> **Information given**
=== Section Start ===

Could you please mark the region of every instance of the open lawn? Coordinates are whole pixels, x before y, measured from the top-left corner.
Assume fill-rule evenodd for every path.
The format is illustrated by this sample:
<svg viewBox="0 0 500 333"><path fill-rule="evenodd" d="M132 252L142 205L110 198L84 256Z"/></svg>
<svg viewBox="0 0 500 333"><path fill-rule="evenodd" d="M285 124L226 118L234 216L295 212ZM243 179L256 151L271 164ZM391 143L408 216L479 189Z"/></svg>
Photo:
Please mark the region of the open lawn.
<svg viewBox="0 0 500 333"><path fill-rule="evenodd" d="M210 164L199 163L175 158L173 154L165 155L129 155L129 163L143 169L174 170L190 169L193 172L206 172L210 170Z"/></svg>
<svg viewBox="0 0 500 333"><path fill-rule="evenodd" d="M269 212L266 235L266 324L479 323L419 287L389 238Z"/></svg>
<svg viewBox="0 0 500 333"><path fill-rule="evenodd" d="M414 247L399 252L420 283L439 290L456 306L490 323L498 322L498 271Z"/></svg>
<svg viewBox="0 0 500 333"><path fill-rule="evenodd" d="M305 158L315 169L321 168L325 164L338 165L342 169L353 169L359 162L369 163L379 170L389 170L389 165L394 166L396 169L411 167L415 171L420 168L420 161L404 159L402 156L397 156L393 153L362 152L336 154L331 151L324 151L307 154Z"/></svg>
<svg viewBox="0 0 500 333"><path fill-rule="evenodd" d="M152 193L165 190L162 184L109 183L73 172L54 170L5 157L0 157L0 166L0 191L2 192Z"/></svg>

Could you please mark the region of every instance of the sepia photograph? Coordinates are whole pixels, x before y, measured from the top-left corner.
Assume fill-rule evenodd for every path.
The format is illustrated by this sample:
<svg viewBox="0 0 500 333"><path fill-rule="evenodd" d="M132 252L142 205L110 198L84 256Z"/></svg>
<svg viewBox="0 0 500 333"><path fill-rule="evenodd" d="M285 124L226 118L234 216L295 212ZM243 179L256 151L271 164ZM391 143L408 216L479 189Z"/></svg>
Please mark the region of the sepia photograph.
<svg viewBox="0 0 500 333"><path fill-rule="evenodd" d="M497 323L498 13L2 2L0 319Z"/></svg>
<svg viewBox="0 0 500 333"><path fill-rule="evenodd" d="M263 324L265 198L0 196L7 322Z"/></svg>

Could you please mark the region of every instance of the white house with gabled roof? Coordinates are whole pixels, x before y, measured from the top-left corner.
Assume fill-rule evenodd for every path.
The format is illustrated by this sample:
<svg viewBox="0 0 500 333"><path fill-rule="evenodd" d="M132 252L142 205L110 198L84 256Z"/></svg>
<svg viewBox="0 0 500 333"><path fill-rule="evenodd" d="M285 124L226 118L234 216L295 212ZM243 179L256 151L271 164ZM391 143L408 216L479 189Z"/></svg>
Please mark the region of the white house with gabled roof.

=== Section End ===

> **What needs to be done**
From the records above, extract everything verbatim.

> **Written solution**
Could you please mark the region of every instance of the open lawn? Coordinates are whole pixels, x before y, measured from the top-left corner.
Assume fill-rule evenodd for every path.
The format is illustrated by this sample:
<svg viewBox="0 0 500 333"><path fill-rule="evenodd" d="M132 252L142 205L110 198L84 256Z"/></svg>
<svg viewBox="0 0 500 333"><path fill-rule="evenodd" d="M285 124L226 118L234 216L295 212ZM243 179L256 151L271 164ZM391 143L408 216L479 189Z"/></svg>
Photo:
Please mark the region of the open lawn.
<svg viewBox="0 0 500 333"><path fill-rule="evenodd" d="M210 164L199 163L175 158L173 154L165 155L129 155L129 163L143 169L174 170L190 169L193 172L206 172L210 170Z"/></svg>
<svg viewBox="0 0 500 333"><path fill-rule="evenodd" d="M269 212L266 235L266 324L479 323L419 287L389 238Z"/></svg>
<svg viewBox="0 0 500 333"><path fill-rule="evenodd" d="M414 247L399 252L420 283L439 290L456 306L490 323L498 322L498 271Z"/></svg>
<svg viewBox="0 0 500 333"><path fill-rule="evenodd" d="M305 158L315 169L321 168L325 164L338 165L342 169L353 169L359 162L369 163L379 170L389 170L389 165L394 166L396 169L411 167L415 171L420 168L420 161L404 159L402 156L397 156L393 153L362 152L336 154L331 151L324 151L307 154Z"/></svg>
<svg viewBox="0 0 500 333"><path fill-rule="evenodd" d="M152 193L165 190L162 184L109 183L73 172L54 170L5 157L0 157L0 166L0 191L2 192Z"/></svg>

Could you please mark the region of every instance of the sepia photograph? Coordinates are whole pixels, x before y, measured from the top-left corner.
Assume fill-rule evenodd for every path.
The format is illustrated by this sample:
<svg viewBox="0 0 500 333"><path fill-rule="evenodd" d="M132 252L142 205L110 198L84 256Z"/></svg>
<svg viewBox="0 0 500 333"><path fill-rule="evenodd" d="M285 124L226 118L234 216L295 212ZM243 179L256 151L271 164ZM391 143L408 216L479 189Z"/></svg>
Please mark the region of the sepia photograph.
<svg viewBox="0 0 500 333"><path fill-rule="evenodd" d="M497 323L498 13L2 2L0 319Z"/></svg>
<svg viewBox="0 0 500 333"><path fill-rule="evenodd" d="M263 324L265 198L0 196L7 322Z"/></svg>

Could you please mark the region of every instance of the white house with gabled roof? Coordinates are whole pixels, x before y, measured from the top-left corner.
Assume fill-rule evenodd for every path.
The format is illustrated by this sample:
<svg viewBox="0 0 500 333"><path fill-rule="evenodd" d="M132 252L142 205L110 198L84 256Z"/></svg>
<svg viewBox="0 0 500 333"><path fill-rule="evenodd" d="M285 124L226 118L234 216L295 212ZM243 179L256 151L271 164ZM391 143L408 216L479 189Z"/></svg>
Please mark the region of the white house with gabled roof.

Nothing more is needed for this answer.